[start of Data for this task]

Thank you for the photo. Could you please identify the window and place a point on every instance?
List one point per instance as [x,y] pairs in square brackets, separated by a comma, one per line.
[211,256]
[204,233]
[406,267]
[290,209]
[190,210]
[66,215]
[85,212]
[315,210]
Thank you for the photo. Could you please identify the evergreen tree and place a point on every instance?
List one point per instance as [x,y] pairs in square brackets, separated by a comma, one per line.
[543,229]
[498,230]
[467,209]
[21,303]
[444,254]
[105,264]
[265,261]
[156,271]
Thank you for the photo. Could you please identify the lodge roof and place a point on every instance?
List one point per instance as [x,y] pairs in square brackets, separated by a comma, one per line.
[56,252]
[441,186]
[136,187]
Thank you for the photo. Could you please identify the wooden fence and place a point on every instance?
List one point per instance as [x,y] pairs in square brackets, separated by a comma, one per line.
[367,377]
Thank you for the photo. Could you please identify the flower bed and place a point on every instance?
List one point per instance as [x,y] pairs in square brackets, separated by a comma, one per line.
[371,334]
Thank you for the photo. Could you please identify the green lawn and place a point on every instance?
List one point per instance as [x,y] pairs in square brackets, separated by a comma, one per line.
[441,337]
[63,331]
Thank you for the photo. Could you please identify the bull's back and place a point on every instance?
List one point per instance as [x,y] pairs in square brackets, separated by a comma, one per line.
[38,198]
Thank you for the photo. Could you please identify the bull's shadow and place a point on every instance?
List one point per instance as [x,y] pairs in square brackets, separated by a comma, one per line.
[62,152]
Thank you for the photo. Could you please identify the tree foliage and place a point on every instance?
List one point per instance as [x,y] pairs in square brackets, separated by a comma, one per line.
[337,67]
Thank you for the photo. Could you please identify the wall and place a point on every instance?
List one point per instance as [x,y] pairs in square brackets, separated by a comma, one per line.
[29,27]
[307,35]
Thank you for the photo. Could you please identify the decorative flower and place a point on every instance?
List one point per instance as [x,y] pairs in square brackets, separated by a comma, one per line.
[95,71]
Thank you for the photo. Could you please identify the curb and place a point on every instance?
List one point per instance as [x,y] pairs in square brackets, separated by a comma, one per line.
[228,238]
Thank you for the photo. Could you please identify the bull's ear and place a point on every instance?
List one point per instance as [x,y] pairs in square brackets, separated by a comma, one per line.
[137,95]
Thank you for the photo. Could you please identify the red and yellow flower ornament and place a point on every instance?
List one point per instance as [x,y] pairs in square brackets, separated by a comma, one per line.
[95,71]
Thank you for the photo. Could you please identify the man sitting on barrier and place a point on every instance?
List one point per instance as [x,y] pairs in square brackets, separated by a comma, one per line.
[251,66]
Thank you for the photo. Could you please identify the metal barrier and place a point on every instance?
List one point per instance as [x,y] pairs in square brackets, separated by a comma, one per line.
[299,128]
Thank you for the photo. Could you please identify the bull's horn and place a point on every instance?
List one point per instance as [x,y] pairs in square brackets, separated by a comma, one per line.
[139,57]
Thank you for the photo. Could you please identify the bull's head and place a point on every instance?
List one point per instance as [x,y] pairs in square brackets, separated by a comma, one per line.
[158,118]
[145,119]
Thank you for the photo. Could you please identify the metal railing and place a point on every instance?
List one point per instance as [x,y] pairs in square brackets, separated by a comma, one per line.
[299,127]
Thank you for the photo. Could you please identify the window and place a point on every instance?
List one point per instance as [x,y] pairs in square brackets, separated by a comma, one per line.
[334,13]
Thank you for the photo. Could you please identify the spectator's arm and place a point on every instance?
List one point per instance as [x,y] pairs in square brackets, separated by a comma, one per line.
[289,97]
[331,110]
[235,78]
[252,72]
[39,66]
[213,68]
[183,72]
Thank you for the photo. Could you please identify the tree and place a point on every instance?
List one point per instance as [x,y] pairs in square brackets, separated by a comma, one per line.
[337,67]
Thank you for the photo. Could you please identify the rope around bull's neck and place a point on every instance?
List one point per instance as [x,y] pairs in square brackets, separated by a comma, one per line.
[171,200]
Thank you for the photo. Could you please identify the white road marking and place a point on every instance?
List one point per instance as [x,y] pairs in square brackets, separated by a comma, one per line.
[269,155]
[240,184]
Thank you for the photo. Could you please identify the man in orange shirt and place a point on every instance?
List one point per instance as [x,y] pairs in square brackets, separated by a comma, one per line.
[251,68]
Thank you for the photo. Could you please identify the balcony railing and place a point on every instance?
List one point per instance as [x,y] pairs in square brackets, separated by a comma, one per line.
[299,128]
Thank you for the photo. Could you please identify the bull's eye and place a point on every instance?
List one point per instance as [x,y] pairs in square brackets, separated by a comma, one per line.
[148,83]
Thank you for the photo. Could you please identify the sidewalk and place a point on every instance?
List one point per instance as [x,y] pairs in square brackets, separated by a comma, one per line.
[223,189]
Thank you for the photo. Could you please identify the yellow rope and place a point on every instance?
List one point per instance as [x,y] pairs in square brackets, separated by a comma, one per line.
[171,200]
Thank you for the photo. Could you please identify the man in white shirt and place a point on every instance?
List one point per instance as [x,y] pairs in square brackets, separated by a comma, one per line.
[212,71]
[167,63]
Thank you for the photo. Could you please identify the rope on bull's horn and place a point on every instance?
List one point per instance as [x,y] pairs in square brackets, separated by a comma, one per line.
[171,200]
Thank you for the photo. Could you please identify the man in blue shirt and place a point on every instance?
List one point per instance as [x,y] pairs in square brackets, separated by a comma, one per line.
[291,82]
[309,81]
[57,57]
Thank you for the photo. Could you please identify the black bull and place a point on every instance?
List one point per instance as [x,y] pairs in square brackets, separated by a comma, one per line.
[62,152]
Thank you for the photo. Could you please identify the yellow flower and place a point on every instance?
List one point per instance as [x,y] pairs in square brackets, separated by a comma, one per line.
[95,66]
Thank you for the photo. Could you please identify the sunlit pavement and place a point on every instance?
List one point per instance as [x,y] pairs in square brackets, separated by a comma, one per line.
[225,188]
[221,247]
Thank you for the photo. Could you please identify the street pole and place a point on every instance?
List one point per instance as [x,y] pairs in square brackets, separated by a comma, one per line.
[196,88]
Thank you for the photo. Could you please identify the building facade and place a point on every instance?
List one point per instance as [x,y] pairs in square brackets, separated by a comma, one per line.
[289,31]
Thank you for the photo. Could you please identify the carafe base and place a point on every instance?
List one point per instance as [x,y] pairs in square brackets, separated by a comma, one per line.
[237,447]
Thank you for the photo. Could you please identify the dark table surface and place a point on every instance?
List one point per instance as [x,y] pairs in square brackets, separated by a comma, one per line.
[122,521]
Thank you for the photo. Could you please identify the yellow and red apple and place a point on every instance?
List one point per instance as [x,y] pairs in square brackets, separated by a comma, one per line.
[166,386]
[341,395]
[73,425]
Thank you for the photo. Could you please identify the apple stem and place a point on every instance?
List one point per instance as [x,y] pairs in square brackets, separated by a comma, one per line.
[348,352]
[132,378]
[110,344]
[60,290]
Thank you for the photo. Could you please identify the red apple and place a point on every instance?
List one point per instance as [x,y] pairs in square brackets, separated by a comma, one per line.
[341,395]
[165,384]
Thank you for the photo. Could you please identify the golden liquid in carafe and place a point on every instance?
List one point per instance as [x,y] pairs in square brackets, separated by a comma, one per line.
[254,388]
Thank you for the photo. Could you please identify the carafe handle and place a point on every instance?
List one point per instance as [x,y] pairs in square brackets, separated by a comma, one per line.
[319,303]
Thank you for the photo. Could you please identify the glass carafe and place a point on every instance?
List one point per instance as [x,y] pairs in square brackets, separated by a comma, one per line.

[end of Data for this task]

Aim of the exercise: The records above should be restated word for word, please.

Full response:
Thank you for the photo. Could you please identify the window and place a point on every instance?
List one point per instance as [x,y] pairs in square brackets, separated by a comma, one per line.
[211,256]
[204,233]
[406,267]
[290,209]
[190,210]
[66,215]
[85,212]
[315,210]
Thank you for the photo. Could you please identify the evergreen tree and place a point on every instance?
List one point per instance as [x,y] pairs in square brackets, separated by a comma, one per line.
[543,229]
[498,230]
[467,209]
[21,303]
[444,254]
[105,264]
[265,261]
[156,271]
Thank you for the photo. Could you please identify the lodge roof and place a point on every instance?
List one point per instance as [x,y] pairs in square brackets, separated by a comma, one per line.
[56,252]
[441,186]
[136,187]
Thank you for the photo. Could you please identify the wooden fence and place a point on every instance?
List one point per instance as [x,y] pairs in square brackets, separated by a comma, one per line.
[367,377]
Thank you for the photo. Could you please identify the flower bed and place a point on every instance?
List one point per instance as [x,y] pairs in square brackets, separated by a comma, one per line.
[371,334]
Thank you for the photo. Could you please identify the green lawn and place a point on every instance?
List one point per instance as [x,y] pairs in square brackets, separated by a comma, one per line.
[441,337]
[63,331]
Thank you for the photo. Could you please identify the bull's back and place a point on every instance?
List one point per instance as [x,y] pairs in square brackets, separated by a comma, one per line.
[38,198]
Thank you for the photo. Could you please identify the bull's shadow and place a point on every instance?
List one point per instance as [x,y] pairs in square brackets, separated by a comma, one per line.
[62,152]
Thank you for the photo. Could you please identify the tree foliage and place a point on every instance?
List one point per instance as [x,y] pairs in square brackets, separated by a comma, one per line.
[337,67]
Thank you for the photo. Could you please identify the wall and place a point on every instance?
List one point per instance as [x,y] pairs in square brackets, separated by a comma, one per line.
[29,27]
[307,35]
Thank you for the photo. Could you please identify the decorative flower and place a point on every instance?
List one point per instance as [x,y] pairs in square brackets, separated by a comma, one per line.
[95,71]
Thank you for the photo. Could you please identify the curb and place a point on every instance?
List one point per instance as [x,y] pairs in square brackets, separated by a comma, one per line.
[228,238]
Thank you for the photo. Could you please identify the bull's ear and place a point on every instance?
List one point per instance as [x,y] pairs in square brackets, separated by a comma, one per line.
[137,95]
Thank you for the photo. Could you please identify the red and yellow flower ornament and place a point on every instance?
List one point per instance as [x,y] pairs in square brackets, separated by a comma, one per line.
[95,71]
Thank you for the photo. Could you please identify the man sitting on barrier and place a point on every instance?
List one point per instance as [x,y] pairs in square brackets, separated by a comma, one per line.
[251,66]
Thank you for the photo. Could you please identify the metal barrier and place a point on every instance?
List one point per instance as [x,y] pairs in square brackets, separated by a comma, one per line.
[299,128]
Thank you for the photo. Could you please identify the bull's horn and place a point on every instance?
List one point per instance as [x,y] pairs in square brackets, separated by a comma, one per line.
[139,57]
Thank you for the photo. Could you please identify the bull's head and place a point on every instance?
List one point per instance as [x,y] pairs in square brackets, separated by a comma, one per line.
[158,118]
[145,119]
Thank you for the photo. Could you please identify the metal railing and place a point on every instance?
List one point per instance as [x,y] pairs in square brackets, separated by a comma, one per line.
[299,127]
Thank you for the photo. Could you please identify the window and place a point on every instance?
List one point per instance as [x,y] pairs in square brackets, separated by a comma, one per line.
[334,13]
Thank you for the photo. Could you please identify the spectator's arm and place a point on every instance?
List one point per instance as [x,y] pairs in square brackets, separated by a comma, one per line.
[289,97]
[331,110]
[235,78]
[252,72]
[39,66]
[213,68]
[183,72]
Thank you for the photo. Could you please identify the tree and place a point on every instance?
List one point per instance as [x,y] pairs in square brackets, separated by a comma, one per line.
[337,67]
Thank you for the photo. Could you please identify the rope around bull's neck and place a point on every instance?
List one point per instance as [x,y] pairs in square brackets, separated by a comma, one per line.
[171,200]
Thank you for the photo. Could you please identify the white road marking and place a point on every instance?
List one point per instance as [x,y] pairs in square brackets, separated by a comma, one per line.
[269,155]
[240,184]
Thank you for the photo. Could you please identify the man in orange shirt and place a point on every instance?
List one point per instance as [x,y] pairs in square brackets, separated by a comma, one per line.
[251,68]
Thank you for the photo. Could you please identify the balcony railing and place a point on every instance?
List one point per instance as [x,y] pairs in square brackets, separated by a comma, one per line.
[299,128]
Thank you for the photo. Could you please identify the bull's eye and place a point on every instance?
List one point per instance as [x,y] pairs in square brackets, separated by a comma, one per line.
[148,83]
Thank you for the photo. Could you please identify the sidewalk and place a point on every instance?
List one point per instance as [x,y] pairs in square brackets, separated by a comma, one per line.
[223,189]
Thank you for the photo. Could you please identify the yellow rope and place a point on every instance?
List one point per instance as [x,y] pairs in square brackets, separated by a comma, one per line.
[171,200]
Thank you for the photo. Could you please identify the man in white shirt and place a point on every instance?
List one point per instance as [x,y] pairs in square brackets, separated by a comma, one per line.
[212,71]
[167,63]
Thank you for the photo. Could you please identify the rope on bull's horn and place a point on every instance?
List one point per instance as [x,y] pairs in square brackets, separated by a comma, one per line.
[171,200]
Thank you for the photo. Could you please identify the man in blue shirt and place a point on every instance?
List one point per instance as [x,y] pairs in square brackets, separated by a comma, one per line.
[291,82]
[309,81]
[57,57]
Thank you for the photo. Could you please identify the black bull and place a point on every instance?
List one point per instance as [x,y] pairs in square brackets, separated by a comma, one per line.
[62,152]
Thank you for the photo. Could you please identify the yellow flower and place a point on every instance?
List one point per instance as [x,y] pairs in square brackets, separated by a comma, one per line.
[95,66]
Thank you for the photo. Could you please identify the sunlit pavement and place a point on every instance?
List one point per instance as [x,y] pairs in square brackets, separated by a comma, one per line.
[225,188]
[221,247]
Thank you for the photo. Could you please identify the street pole and place a point on every instance?
List one point per instance as [x,y] pairs in square brackets, separated by a comma, one per line.
[196,88]
Thank you for the photo. Could you please identify the building facade and place a point on every instance?
List one point per instance as [x,y] pairs in square brackets, separated by a comma, one per line.
[289,31]
Thank you for the photo. Could you please identify the carafe base and place a point on every instance?
List one point per instance as [x,y] pairs in square brackets, separated by a comma, one per line.
[237,447]
Thank you for the photo. Could you please identify the dark table surface and place a point on every instance?
List one point per instance as [x,y] pairs in square brackets, separated by a comma, one per line.
[122,521]
Thank you for the photo. Could you please identify the yellow and red apple and place a point on every instance?
List one point per instance as [x,y] pairs in square brackets, separated by a comma, one per line.
[166,386]
[341,395]
[73,425]
Thank you for the photo. Could you please identify the apple stem and place a point on every instance?
List one point per instance as [x,y] pairs in square brackets, separated by a comma, one per line.
[348,352]
[132,378]
[110,344]
[60,290]
Thank you for the photo. Could you please identify the red apple and place a point on every instance?
List one point per instance as [x,y] pairs in square brackets, separated by a comma, one per line.
[341,395]
[165,384]
Thank you for the photo. Could you please identify the golden liquid in carafe and place a point on every instance?
List one point per instance as [x,y] pairs in square brackets, separated by a comma, one per line.
[254,388]
Thank you for the photo. Could you please identify the carafe handle and place a point on every instance?
List one point per instance as [x,y] pairs in square brackets, separated by a comma, one per line.
[319,303]
Thank you for the photo. Could you please identify the glass carafe and place a point on every instance?
List one point per instance as [x,y] pairs in square brackets, separated by a comma, one per line.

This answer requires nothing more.